It’s barely true summer yet, but my handful of fennel plants have been beckoning me at increasing heights–the tallest about 8 feet and already going to seed. Which is a good thing. But I’ve been dragging my feet, due to high heat, the humidity, and other, more urgent projects.

So, on this pleasant respite of a mid-70s day, I went out and started trimming off the lusher fronds. First thing, I encountered a brightly multicolored caterpillar that had been chomping along one frond, doing so little damage amid the abundance that I considered him entirely welcome to it. (Except, I removed him, frond and all, to feed him in captivity and see if I can observe it forming a chrysalis. Research showed it’s a black swallowtail butterfly larva, which have a taste for herbs of many kinds.)

Entries shown:
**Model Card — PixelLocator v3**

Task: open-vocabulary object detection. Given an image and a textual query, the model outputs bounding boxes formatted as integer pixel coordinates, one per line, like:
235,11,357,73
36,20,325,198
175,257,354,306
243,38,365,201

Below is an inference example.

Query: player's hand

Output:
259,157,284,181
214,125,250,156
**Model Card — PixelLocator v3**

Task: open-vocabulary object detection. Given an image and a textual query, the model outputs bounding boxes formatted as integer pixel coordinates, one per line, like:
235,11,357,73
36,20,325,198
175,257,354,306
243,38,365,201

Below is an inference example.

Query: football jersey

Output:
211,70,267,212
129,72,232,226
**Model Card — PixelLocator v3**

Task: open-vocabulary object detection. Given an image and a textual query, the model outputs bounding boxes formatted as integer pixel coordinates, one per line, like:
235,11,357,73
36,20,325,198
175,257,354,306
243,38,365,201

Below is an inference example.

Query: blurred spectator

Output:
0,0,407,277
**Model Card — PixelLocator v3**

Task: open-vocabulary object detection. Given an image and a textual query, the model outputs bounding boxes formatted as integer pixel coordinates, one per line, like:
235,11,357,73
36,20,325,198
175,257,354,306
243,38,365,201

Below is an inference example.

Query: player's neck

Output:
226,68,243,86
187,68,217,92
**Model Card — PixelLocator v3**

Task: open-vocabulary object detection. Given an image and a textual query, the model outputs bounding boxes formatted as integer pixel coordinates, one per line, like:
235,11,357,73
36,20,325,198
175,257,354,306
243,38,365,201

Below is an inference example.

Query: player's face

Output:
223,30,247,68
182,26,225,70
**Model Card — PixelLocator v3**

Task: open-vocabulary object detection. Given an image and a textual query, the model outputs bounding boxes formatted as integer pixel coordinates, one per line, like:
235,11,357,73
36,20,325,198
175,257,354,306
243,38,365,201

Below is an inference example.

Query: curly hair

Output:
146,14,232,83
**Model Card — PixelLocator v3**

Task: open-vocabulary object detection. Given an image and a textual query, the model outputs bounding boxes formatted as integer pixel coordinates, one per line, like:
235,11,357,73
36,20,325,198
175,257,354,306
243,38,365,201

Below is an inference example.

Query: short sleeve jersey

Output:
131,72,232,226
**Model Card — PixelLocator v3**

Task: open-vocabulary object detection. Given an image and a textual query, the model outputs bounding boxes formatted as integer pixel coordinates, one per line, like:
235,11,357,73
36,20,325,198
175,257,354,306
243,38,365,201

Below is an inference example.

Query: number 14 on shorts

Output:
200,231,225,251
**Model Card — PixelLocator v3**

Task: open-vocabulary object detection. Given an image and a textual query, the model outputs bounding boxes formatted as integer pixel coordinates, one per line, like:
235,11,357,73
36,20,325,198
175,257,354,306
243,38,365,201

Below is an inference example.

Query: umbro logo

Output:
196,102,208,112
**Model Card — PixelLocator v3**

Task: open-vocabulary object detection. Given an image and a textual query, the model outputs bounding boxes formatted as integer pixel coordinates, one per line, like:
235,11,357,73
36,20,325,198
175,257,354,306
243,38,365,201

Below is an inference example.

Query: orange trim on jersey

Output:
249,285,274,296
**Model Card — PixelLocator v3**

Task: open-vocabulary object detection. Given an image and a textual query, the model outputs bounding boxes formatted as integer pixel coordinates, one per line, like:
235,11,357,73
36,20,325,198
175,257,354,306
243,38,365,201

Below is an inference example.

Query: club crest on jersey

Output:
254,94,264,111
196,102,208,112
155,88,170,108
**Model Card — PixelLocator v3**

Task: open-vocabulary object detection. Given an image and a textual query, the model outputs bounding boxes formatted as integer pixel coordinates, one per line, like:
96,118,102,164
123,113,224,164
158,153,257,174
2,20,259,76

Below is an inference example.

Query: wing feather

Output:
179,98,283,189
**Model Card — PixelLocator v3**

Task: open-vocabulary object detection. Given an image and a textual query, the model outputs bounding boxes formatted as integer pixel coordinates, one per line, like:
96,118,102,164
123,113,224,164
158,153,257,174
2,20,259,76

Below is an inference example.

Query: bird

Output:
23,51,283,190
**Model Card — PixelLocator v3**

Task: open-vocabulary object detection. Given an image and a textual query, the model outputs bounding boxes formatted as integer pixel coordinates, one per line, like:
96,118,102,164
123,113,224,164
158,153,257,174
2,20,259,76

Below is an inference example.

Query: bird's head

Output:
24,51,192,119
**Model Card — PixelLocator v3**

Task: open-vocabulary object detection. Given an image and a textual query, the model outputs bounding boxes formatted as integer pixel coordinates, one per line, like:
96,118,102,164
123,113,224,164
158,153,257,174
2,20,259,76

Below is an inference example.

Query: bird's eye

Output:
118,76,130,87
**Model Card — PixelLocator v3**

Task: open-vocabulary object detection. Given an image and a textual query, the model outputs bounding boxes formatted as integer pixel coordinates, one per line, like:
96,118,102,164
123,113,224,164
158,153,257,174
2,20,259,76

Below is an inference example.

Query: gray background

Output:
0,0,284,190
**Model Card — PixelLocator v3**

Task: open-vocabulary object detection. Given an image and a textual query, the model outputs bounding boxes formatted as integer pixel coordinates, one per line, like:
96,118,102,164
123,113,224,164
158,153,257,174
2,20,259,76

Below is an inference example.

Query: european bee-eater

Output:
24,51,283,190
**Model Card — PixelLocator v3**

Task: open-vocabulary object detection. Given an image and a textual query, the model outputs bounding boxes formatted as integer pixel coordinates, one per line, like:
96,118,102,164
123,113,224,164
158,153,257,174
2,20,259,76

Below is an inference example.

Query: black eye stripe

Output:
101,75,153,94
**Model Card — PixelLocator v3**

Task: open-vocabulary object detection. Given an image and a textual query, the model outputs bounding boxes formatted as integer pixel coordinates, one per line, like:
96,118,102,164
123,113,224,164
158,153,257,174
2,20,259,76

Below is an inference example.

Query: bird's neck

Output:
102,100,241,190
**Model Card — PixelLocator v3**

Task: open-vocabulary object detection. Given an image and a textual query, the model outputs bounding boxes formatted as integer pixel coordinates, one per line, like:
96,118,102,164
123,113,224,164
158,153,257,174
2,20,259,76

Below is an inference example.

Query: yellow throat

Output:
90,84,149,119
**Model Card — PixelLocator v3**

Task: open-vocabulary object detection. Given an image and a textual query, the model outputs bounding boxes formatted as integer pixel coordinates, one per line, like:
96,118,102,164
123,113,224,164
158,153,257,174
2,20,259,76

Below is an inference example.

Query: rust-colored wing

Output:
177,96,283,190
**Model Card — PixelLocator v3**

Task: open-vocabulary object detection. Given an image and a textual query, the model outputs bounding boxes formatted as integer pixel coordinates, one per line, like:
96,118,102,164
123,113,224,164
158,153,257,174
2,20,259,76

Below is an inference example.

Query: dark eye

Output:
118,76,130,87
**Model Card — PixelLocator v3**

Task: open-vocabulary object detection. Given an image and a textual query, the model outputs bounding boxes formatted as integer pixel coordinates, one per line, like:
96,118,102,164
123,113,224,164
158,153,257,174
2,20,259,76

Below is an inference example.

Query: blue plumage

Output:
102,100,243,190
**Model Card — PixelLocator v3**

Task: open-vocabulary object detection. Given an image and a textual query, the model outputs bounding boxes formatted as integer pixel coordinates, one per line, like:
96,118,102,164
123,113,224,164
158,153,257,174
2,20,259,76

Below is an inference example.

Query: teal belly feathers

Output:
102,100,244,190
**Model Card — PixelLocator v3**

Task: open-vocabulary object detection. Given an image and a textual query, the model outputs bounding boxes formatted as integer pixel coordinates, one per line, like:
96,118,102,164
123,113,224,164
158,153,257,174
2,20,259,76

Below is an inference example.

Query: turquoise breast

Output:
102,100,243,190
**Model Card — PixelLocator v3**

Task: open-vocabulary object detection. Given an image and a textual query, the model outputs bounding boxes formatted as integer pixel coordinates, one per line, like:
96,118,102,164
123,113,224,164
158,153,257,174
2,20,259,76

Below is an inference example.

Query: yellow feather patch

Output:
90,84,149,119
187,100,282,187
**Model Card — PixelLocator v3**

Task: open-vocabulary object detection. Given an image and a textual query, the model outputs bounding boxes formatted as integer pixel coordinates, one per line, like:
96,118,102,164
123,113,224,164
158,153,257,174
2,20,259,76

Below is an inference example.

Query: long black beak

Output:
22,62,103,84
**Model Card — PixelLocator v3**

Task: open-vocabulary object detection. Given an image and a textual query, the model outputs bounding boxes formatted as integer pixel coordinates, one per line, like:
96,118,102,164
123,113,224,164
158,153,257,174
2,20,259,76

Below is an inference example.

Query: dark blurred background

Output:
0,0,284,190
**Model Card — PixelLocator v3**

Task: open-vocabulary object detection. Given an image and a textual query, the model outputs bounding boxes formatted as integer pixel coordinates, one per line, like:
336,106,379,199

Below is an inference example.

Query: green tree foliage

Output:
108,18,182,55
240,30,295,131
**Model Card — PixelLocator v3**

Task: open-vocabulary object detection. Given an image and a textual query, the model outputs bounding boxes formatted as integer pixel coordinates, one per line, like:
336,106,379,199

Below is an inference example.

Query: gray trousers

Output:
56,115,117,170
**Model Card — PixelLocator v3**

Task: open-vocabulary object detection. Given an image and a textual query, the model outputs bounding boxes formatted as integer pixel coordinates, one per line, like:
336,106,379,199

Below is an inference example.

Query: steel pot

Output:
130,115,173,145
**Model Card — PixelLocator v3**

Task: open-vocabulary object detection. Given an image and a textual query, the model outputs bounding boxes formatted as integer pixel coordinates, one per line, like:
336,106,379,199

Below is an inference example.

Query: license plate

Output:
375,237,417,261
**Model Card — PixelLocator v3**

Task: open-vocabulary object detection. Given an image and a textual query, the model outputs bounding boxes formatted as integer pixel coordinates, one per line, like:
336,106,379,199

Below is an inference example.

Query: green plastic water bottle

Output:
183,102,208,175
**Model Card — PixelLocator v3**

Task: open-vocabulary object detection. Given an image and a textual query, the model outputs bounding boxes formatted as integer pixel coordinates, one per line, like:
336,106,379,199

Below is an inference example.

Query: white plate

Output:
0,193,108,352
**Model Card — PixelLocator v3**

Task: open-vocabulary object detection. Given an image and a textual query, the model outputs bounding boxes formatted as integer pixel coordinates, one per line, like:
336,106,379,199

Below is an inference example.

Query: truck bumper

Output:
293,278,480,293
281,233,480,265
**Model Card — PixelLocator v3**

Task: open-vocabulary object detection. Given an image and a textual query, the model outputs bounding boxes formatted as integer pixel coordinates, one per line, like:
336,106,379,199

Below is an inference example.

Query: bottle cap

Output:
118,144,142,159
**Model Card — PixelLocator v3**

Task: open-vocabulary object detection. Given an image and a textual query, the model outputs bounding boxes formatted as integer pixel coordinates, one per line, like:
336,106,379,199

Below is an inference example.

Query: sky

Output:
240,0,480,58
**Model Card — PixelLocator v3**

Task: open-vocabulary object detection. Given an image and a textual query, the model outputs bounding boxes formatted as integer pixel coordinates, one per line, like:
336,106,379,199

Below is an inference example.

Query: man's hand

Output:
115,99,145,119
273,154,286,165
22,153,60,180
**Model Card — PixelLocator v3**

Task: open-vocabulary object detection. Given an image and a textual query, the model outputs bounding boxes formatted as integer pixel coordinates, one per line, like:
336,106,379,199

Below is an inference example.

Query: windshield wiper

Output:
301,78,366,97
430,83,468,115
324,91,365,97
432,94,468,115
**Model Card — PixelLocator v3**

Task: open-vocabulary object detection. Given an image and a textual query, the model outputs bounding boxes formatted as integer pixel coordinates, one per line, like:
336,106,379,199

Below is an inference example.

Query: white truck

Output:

What is being asked:
Answer these questions using the fennel passage.
1. About how tall is the tallest fennel plant?
2. What temperature did the day of the trimming reach?
3. What did research identify the caterpillar as?
The rows are not needed for the work that follows.

Answer for this exercise:
1. About 8 feet.
2. The mid-70s.
3. A black swallowtail butterfly larva.